DATA EXCERPTS
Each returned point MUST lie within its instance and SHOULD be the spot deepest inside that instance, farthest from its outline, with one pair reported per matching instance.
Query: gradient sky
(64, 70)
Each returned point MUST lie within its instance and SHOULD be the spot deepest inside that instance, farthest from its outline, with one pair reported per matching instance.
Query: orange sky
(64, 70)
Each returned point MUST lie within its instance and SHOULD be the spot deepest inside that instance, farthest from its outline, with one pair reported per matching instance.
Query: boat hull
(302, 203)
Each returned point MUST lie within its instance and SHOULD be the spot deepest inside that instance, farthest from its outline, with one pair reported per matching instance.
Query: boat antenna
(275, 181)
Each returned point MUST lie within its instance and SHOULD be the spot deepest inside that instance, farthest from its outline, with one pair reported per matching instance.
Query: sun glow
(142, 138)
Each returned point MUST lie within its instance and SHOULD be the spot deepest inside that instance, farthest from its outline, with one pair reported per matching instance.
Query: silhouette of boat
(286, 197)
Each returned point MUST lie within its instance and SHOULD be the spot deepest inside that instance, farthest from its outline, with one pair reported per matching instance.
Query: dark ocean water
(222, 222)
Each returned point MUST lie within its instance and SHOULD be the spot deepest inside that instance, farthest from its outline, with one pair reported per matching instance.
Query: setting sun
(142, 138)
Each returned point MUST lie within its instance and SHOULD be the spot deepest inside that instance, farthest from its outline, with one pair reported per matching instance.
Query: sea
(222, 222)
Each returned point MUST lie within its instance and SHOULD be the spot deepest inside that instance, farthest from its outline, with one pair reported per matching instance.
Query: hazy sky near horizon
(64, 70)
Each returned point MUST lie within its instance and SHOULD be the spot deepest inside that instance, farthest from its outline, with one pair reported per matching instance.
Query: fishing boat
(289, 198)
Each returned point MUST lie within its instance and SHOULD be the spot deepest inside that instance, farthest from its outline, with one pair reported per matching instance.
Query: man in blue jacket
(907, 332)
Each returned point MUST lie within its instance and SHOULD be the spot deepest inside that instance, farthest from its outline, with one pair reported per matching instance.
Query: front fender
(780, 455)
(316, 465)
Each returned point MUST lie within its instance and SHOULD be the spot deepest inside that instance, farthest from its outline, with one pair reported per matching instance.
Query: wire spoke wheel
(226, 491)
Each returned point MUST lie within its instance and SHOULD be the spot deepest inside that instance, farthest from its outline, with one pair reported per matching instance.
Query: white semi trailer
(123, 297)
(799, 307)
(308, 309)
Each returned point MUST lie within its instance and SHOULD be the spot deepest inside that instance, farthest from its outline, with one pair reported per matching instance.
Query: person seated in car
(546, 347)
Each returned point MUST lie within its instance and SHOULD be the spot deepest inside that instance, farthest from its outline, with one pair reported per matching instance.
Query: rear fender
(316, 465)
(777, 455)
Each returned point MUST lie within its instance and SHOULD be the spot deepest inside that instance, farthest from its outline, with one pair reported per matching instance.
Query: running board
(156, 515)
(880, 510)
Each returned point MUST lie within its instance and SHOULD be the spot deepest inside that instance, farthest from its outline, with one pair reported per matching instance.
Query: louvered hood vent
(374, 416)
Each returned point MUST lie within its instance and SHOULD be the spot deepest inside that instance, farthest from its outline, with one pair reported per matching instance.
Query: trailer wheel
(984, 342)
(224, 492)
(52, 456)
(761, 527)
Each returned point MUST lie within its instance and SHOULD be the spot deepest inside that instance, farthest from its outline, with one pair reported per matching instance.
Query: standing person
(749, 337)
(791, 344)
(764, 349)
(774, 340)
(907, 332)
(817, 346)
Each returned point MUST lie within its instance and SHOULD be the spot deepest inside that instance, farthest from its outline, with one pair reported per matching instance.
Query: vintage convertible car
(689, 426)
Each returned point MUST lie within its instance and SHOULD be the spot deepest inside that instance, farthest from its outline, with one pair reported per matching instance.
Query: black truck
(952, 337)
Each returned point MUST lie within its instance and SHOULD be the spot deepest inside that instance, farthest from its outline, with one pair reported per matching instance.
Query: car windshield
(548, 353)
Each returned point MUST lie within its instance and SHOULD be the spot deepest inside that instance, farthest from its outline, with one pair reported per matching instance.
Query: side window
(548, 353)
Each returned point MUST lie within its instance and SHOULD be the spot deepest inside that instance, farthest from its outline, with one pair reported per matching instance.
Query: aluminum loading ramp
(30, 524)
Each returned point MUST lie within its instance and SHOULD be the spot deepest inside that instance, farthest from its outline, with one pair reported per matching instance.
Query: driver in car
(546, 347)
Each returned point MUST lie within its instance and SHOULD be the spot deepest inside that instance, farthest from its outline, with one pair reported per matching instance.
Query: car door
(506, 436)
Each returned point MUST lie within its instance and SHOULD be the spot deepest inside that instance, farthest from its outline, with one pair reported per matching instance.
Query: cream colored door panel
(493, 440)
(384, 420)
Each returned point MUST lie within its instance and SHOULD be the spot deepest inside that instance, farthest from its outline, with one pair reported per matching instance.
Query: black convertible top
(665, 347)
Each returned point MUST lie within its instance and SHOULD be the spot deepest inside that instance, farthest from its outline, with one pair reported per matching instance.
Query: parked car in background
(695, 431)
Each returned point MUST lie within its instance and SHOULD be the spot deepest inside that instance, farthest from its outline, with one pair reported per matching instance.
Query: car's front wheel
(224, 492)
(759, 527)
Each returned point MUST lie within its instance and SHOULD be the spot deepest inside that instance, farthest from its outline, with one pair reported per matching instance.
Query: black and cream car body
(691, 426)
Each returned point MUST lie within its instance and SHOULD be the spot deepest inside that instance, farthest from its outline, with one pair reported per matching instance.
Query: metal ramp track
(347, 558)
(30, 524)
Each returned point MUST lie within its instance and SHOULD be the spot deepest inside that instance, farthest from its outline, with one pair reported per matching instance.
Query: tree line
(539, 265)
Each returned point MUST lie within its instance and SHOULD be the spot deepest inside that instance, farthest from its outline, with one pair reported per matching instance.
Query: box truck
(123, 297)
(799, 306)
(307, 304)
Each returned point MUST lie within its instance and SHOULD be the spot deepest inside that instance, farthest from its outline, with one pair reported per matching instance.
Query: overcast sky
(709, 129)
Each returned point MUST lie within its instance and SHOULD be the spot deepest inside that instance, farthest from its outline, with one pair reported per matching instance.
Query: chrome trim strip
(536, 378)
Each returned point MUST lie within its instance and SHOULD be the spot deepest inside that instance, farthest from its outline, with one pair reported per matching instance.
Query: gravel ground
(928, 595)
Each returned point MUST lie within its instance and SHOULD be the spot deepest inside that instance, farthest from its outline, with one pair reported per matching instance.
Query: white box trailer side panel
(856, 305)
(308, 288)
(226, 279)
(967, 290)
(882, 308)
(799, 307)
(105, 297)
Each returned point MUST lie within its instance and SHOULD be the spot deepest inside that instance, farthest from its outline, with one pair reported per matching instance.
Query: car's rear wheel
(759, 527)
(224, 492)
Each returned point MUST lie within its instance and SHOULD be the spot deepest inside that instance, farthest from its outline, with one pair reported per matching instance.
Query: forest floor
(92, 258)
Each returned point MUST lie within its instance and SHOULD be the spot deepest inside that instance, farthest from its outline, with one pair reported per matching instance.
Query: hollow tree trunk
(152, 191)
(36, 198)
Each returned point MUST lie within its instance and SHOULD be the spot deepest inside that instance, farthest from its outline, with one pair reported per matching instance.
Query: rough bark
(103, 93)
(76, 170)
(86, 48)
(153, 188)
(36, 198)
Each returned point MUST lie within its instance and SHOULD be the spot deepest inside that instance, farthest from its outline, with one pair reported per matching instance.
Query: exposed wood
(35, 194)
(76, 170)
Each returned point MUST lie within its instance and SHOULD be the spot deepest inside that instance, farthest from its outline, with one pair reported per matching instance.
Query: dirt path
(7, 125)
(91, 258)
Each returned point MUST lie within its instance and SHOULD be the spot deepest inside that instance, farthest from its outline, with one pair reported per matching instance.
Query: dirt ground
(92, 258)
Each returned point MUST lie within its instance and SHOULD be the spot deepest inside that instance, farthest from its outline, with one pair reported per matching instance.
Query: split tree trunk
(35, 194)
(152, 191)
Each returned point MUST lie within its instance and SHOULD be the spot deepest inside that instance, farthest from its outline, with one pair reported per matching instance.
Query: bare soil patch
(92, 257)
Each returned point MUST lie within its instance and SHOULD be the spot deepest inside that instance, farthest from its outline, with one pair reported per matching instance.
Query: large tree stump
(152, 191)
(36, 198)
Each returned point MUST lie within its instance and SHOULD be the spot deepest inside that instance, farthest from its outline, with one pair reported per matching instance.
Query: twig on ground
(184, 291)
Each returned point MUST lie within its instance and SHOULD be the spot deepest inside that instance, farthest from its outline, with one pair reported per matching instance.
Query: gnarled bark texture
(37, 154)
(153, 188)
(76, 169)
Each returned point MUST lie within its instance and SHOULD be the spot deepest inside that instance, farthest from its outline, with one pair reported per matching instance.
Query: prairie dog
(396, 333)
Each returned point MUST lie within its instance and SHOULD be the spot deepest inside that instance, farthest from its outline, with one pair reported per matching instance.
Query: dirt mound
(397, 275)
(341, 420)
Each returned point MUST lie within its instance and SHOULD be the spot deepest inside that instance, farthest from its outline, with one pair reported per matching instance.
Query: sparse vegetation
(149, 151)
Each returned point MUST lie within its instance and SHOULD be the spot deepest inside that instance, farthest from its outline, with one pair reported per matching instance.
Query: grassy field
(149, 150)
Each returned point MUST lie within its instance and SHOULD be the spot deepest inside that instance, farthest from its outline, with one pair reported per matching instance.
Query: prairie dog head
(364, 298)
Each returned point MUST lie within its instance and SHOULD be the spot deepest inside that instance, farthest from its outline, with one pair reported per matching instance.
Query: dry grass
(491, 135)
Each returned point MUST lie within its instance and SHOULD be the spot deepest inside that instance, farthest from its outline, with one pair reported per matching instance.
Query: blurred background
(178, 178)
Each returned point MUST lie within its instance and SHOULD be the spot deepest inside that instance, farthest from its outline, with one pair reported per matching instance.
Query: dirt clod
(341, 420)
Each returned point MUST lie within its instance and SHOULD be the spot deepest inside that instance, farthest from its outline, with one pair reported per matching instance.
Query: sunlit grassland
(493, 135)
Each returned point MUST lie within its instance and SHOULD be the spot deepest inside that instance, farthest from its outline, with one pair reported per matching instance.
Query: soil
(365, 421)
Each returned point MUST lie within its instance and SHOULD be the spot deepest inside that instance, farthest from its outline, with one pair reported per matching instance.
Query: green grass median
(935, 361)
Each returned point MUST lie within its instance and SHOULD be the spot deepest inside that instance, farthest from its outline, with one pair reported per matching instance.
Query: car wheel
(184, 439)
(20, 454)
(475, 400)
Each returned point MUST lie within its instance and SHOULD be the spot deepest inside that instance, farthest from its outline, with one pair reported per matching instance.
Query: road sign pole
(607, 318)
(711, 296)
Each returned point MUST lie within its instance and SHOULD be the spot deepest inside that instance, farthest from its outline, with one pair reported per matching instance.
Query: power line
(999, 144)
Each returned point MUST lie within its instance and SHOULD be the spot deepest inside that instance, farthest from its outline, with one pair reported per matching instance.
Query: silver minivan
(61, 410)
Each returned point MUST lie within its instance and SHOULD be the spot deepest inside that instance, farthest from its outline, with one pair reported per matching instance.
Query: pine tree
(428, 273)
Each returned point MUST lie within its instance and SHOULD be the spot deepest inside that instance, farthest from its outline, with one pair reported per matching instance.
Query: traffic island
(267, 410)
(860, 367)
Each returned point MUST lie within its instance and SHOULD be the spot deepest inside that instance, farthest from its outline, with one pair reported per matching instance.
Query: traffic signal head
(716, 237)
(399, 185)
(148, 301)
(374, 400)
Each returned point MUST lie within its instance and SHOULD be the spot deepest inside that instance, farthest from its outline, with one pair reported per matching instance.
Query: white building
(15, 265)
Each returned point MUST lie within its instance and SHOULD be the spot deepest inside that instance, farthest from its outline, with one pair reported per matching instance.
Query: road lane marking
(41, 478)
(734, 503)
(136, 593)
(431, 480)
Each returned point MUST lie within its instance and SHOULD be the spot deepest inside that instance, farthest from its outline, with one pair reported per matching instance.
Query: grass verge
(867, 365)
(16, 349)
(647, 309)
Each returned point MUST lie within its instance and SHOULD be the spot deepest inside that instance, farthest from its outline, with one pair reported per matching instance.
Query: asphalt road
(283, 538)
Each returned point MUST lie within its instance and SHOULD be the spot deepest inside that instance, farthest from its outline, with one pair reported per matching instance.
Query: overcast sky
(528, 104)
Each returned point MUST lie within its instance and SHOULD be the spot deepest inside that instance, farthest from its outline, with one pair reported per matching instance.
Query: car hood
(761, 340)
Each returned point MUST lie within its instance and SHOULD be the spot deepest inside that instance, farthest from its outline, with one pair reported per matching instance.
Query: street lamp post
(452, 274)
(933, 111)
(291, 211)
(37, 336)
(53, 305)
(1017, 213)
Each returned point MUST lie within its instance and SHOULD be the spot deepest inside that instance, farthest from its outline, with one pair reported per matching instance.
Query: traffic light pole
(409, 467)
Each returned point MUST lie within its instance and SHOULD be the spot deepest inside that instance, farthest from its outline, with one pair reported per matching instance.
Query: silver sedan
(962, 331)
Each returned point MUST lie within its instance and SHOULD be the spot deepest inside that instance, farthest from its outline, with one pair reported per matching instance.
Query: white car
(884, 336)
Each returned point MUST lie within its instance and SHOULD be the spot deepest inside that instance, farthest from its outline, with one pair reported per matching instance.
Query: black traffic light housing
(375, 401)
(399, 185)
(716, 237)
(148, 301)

EXERCISE AIM
Copy out each line of the listing above that contains the string "bark", keeping its case exactly as given.

WRITTEN ANSWER
Query: rough bark
Query: gnarled bark texture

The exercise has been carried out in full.